→ WHAT YOU SHOULD DO
Recast the material below, from the line with "Keep to these rules. Indicate every instance of the person" to the line with "(1288, 735)", as a two-column CSV headed instruction and response. Each row holds one instruction and its response, each in a single quoted field with line breaks replaced by spaces.

→ PROVIDED ENTRIES
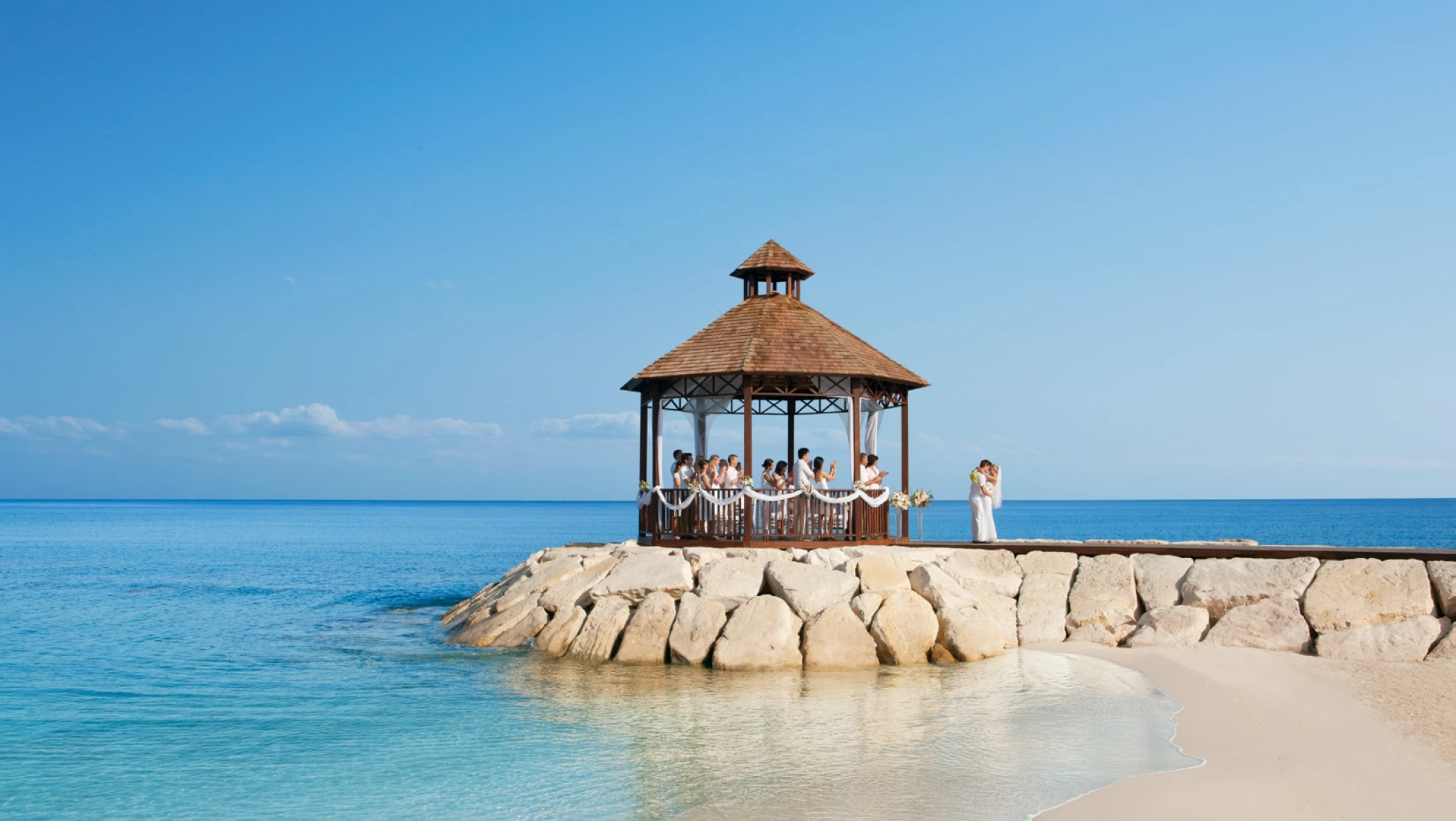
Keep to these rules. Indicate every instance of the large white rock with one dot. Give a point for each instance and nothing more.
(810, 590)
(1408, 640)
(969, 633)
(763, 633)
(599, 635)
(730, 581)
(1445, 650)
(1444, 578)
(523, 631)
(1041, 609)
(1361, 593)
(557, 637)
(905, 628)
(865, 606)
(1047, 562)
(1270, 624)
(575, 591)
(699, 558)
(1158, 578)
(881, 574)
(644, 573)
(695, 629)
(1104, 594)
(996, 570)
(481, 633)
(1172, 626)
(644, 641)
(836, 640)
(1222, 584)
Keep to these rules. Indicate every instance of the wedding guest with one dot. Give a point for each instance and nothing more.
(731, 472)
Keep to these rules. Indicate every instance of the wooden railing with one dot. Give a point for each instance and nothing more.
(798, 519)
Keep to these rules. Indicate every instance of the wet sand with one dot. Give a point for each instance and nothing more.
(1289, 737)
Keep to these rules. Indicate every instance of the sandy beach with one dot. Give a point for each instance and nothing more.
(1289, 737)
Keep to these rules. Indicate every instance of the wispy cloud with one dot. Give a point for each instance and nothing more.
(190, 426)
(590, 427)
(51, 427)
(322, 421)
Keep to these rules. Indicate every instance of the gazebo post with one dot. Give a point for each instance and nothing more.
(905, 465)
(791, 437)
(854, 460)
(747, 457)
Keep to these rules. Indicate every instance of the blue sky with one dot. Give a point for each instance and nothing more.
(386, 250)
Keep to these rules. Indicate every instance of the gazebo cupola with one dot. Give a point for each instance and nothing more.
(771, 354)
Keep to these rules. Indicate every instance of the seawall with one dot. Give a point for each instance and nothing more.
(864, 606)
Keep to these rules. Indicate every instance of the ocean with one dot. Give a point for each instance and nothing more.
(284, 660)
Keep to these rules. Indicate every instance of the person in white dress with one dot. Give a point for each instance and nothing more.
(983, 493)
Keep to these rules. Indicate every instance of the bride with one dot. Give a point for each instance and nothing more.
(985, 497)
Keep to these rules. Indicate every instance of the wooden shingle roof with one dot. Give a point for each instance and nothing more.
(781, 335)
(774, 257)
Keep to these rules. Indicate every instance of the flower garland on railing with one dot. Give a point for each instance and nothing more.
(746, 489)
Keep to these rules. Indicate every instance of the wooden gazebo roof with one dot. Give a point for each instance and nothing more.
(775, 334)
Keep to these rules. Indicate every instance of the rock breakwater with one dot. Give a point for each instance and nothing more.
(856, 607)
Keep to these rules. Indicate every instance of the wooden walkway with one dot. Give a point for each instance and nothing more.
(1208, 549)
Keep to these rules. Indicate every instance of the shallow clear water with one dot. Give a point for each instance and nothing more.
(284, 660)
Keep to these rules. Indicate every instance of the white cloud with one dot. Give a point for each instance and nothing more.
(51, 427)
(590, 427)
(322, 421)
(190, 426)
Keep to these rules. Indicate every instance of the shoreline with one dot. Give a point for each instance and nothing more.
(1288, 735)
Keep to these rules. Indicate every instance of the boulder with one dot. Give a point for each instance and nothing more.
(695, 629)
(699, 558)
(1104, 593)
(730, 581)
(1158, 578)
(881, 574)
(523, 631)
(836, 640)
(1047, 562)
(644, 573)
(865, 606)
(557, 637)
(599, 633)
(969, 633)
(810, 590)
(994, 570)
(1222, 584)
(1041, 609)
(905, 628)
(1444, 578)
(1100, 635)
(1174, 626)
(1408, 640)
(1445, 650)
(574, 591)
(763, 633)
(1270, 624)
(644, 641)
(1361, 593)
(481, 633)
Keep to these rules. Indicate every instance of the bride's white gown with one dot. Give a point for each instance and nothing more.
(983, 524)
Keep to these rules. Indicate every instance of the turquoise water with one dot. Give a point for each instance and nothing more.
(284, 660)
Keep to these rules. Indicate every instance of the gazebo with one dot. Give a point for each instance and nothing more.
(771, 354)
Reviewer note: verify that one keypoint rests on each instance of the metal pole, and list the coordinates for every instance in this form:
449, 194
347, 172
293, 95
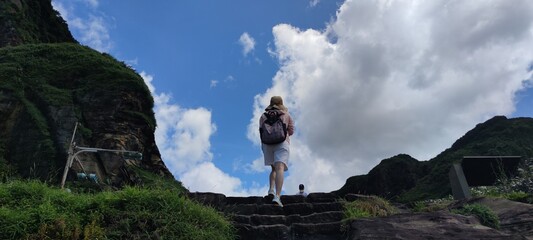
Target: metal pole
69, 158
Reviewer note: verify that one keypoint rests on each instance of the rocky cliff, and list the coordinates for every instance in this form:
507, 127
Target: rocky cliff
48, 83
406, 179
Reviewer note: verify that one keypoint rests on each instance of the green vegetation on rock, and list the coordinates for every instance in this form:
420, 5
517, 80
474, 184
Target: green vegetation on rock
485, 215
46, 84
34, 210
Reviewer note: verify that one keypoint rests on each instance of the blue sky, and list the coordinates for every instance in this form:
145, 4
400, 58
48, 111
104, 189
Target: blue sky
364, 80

→ SOLUTION BELOW
instruction,response
"Keep to these rules. Indicate every instance of the person in white dress with one dot. Give a point for each instance and nothing more.","(983, 493)"
"Keep to these rules. Indicate every instance of the bride with one dot. Give a point for each instance and nothing more.","(985, 497)"
"Keep to these rules. Indicate every instance of the wooden shingle roof with one dot. Give a point for each instance and nothing more.","(781, 335) (774, 257)"
"Keep to these rules. Indicate every instance of the flower garland on railing with one dot. Give a point for each instance and nothing more.","(746, 489)"
"Keep to these rules. Indicate every instance of the wooden gazebo roof with one dot. Give a point for each instance and nothing more.","(775, 334)"
"Keep to these rules. Indicate every instance of the rock breakwater with one dot. Give a point for each instance and nothing more.","(856, 607)"
"Keep to these rules. Indicate every instance of the wooden walkway with one dot. Give a point for each instance and nothing more.","(1208, 549)"
"Keep to these rules. Indicate every instance of the shallow clear water with one dot. Give a point for each instance and nothing more.","(284, 660)"
"Keep to these rules. Indicate every instance of the white cloud with one dot. Give a point for each instance and nothing more.","(51, 427) (590, 427) (322, 421) (190, 426)"
"Keep to these rules. Indicate every instance of the shoreline with one dot. Give a point for each instance and nothing more.","(1288, 735)"